* [Written exercise 1]: In the mailing-list message, within how many loop iterations does the error always show up?

* [Document extract]:
------------------------------

Hi,

The behaviour is reproduceable on our systems:
* Linux Cluster (Intel Xeon E5-2660 v3, Scientific Linux release 6.8 (Carbon), 
Kernel 2.6.32, nightly 2.x branch) 
The error is independent of the used btl combination on the cluster (Tested 
'sm,self,vader', 'sm,self,openib', 'sm,self', 'vader,self', 'openib,self')
* Cray XC40 (using gnu 6.3 and open mpi 2.0.1, Kernel 3.0.101)
The error manifests always within 50 loop iteration of the below command line.

The behaviour is not reproduceable with neither Open MPI 2.0.1 nor 2.1.0rc2 on 
my notebook (Arch Linux, gcc 6.3.1, Kernel 4.9.11)

Best
Christoph


----- Original Message -----
From: "Howard Pritchard" <hpprit...@gmail.com>
To: "Open MPI Users" <users@lists.open-mpi.org>
Sent: Friday, March 3, 2017 9:02:22 PM
Subject: Re: [OMPI users] Shared Windows and MPI_Accumulate

Hello Joseph, 

I'm still unable to reproduce this system on my SLES12 x86_64 node.

------------------------------

* [Input for this task]:
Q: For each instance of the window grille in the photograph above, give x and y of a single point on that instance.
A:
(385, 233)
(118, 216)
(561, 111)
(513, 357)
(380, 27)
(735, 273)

------------------------------

* [Written exercise 2]: Turn every line of the rows above into a JSON list of strings, one string per line, with blank lines omitted.

* [Output 1]: Within 50 loop iterations.

* [Output 2]:
[
  "Q: For each instance of the window grille in the photograph above, give x and y of a single point on that instance.",
  "A:",
  "(385, 233)",
  "(118, 216)",
  "(561, 111)",
  "(513, 357)",
  "(380, 27)",
  "(735, 273)"
]